## YOUR GOAL
Below are records; give the number of their lines that contain "trophy", and only that number.

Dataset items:
---*---

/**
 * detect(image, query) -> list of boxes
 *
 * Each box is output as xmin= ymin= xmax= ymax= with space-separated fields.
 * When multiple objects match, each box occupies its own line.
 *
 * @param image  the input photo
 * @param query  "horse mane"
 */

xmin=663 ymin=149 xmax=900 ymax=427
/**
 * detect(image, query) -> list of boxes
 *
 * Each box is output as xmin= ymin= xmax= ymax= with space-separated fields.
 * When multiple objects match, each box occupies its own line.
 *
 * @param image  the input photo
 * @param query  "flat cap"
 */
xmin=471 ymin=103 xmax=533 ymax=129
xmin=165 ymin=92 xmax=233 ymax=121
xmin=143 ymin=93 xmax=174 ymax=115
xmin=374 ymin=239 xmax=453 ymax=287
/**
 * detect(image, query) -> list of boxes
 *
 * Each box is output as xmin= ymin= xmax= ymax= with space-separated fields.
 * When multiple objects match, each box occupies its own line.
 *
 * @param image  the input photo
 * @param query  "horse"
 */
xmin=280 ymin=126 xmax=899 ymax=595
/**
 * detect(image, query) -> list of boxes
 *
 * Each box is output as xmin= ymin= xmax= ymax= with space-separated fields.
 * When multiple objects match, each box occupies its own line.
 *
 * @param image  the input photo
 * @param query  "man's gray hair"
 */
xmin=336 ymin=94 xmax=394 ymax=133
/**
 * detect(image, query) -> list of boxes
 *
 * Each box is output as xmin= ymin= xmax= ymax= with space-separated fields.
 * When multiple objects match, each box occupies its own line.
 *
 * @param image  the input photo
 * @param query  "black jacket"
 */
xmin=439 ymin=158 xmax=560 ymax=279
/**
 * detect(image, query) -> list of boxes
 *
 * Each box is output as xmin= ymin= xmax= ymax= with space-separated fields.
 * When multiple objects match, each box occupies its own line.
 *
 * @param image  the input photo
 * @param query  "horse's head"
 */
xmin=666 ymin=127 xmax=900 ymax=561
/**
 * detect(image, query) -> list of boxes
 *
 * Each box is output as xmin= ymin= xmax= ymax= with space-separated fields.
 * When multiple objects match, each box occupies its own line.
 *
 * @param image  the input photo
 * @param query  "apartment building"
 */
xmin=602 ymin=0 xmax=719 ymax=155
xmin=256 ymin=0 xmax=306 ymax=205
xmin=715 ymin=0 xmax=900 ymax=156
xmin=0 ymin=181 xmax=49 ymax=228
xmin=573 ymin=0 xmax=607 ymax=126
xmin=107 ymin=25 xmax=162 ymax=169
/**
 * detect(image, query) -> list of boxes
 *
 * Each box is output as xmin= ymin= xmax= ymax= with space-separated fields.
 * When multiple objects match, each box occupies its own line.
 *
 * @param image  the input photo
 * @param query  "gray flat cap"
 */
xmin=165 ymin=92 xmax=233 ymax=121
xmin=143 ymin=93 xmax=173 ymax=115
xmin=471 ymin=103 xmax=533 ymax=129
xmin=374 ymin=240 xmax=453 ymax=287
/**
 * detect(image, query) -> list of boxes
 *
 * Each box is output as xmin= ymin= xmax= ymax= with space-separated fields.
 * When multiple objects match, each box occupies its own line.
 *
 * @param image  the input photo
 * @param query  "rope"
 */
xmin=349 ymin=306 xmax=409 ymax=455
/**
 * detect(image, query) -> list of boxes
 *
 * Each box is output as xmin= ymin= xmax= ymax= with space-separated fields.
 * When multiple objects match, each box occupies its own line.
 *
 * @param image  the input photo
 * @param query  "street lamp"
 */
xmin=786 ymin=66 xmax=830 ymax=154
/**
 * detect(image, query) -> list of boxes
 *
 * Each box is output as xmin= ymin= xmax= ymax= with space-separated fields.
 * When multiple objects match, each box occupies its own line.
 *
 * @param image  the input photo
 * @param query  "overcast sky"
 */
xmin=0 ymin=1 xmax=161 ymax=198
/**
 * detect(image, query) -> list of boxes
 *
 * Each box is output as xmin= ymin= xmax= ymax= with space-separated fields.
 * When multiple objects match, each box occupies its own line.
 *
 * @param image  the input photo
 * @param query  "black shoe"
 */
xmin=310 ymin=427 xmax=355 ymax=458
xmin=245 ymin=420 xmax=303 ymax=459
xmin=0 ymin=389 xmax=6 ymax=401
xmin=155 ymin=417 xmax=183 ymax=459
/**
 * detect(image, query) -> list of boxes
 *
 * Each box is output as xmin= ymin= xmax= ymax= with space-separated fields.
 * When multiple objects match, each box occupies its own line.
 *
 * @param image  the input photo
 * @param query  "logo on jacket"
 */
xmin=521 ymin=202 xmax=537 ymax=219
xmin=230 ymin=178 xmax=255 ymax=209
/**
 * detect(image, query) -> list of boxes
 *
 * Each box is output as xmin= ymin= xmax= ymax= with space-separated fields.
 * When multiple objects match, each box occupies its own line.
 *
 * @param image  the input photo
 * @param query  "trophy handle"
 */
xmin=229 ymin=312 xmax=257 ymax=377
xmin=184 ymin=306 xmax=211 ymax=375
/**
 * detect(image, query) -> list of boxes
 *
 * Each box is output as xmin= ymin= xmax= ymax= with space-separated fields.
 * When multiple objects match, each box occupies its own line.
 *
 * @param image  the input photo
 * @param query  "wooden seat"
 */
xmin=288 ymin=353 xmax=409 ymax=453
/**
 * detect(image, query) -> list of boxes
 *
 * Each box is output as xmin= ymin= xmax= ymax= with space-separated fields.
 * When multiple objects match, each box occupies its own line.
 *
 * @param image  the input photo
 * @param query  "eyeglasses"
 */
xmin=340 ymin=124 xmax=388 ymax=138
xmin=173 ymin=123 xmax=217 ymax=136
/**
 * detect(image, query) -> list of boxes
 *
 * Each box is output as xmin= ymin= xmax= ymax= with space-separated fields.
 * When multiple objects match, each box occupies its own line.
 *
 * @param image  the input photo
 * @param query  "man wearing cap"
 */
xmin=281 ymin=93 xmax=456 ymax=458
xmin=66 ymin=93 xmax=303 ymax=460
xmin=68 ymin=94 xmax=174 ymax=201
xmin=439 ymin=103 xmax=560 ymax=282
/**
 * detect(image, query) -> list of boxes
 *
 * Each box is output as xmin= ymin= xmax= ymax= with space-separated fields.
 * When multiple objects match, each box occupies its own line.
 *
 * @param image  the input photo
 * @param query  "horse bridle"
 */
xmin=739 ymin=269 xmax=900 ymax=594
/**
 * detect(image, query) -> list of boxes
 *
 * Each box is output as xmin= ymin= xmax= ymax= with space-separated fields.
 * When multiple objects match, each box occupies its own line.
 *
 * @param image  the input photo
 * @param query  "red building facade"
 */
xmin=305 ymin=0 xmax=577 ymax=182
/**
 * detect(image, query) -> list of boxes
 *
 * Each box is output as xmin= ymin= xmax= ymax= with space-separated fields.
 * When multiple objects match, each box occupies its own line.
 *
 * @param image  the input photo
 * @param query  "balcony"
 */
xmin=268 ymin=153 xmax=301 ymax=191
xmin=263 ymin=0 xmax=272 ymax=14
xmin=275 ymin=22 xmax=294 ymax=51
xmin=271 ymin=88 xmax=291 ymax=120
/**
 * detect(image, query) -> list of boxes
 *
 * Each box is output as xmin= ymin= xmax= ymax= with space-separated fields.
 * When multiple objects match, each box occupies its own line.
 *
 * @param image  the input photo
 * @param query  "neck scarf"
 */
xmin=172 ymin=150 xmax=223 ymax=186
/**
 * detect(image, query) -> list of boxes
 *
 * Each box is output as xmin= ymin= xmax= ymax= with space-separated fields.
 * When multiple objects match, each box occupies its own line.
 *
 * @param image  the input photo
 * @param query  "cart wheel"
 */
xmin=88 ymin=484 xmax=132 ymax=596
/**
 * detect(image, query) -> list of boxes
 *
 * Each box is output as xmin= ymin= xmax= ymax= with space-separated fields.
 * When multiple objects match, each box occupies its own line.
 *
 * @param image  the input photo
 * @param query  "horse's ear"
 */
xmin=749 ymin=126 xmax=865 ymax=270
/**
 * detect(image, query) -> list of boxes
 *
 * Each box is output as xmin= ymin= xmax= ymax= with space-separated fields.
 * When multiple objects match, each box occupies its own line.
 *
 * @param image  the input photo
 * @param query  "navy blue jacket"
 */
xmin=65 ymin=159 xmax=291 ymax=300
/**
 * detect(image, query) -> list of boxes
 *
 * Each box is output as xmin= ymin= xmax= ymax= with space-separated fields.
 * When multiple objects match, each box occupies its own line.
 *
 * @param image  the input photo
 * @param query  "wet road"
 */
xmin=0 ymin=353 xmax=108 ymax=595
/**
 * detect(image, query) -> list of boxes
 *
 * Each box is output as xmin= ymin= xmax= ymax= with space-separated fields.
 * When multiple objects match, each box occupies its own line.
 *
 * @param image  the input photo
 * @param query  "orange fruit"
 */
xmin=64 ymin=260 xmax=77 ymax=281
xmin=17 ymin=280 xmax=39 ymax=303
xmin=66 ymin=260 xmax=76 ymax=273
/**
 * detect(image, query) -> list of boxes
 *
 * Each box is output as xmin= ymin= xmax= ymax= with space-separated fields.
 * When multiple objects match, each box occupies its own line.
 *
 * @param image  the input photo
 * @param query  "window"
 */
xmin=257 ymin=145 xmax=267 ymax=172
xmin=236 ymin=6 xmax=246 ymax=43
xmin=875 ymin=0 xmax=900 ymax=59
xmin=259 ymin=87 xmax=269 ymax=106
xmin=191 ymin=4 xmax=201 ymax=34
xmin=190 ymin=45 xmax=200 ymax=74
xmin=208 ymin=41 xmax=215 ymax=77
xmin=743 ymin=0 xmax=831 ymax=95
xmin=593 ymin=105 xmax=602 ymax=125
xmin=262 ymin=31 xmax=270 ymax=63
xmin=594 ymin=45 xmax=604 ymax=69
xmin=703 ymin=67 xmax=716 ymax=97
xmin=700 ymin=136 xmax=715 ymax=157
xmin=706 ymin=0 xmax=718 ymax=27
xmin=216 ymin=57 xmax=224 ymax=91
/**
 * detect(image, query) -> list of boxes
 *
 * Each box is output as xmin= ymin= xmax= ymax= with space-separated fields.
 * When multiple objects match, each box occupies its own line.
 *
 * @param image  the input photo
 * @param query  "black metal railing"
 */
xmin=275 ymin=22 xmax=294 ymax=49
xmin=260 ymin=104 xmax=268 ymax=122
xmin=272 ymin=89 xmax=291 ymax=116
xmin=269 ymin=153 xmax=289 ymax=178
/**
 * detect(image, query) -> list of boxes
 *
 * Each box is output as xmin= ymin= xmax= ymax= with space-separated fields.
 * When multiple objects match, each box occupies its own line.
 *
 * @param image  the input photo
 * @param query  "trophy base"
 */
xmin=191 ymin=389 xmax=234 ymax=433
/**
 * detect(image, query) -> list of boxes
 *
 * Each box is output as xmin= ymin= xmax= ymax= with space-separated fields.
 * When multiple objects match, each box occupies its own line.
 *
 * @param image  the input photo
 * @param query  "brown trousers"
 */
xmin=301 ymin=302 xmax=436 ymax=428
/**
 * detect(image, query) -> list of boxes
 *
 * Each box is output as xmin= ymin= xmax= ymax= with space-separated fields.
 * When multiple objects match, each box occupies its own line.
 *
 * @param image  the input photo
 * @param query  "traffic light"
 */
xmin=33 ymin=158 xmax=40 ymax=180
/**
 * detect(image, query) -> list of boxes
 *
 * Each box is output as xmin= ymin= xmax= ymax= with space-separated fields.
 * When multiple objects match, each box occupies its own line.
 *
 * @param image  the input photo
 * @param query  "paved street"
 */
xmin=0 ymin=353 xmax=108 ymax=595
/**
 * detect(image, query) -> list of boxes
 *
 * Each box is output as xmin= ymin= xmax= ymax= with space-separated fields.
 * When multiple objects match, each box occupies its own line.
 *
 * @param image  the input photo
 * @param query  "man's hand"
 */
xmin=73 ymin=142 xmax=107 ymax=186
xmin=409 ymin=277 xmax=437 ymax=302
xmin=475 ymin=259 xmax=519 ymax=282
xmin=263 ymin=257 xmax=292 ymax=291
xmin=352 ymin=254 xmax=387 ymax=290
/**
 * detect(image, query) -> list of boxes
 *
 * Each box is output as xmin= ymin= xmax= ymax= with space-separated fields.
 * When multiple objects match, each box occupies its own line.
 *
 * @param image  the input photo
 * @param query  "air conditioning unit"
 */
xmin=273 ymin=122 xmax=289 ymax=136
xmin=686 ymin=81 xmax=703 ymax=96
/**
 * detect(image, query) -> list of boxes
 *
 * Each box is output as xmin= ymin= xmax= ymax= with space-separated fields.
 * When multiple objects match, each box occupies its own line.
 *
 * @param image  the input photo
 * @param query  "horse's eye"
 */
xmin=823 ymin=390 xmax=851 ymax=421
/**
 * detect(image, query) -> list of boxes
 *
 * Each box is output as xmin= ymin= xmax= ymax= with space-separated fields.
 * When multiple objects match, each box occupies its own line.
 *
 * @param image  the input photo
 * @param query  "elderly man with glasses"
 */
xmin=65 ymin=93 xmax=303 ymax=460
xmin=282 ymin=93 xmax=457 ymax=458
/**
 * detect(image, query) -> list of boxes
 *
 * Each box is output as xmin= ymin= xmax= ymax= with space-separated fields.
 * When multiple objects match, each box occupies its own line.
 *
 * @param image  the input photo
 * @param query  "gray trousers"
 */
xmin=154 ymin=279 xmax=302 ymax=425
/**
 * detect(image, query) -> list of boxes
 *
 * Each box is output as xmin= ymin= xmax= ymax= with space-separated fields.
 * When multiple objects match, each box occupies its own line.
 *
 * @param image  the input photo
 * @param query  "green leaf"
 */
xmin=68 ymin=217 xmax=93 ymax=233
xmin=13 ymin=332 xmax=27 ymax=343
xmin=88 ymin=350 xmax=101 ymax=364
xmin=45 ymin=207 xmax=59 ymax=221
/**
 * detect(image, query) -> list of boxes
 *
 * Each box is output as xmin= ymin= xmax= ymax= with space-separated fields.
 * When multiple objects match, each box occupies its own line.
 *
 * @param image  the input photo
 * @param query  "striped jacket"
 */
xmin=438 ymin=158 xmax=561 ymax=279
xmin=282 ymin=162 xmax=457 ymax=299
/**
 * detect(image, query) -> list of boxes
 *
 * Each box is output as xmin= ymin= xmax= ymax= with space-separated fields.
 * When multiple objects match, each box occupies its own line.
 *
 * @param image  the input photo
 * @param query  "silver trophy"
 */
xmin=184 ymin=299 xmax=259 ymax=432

---*---

## RESPONSE BOX
3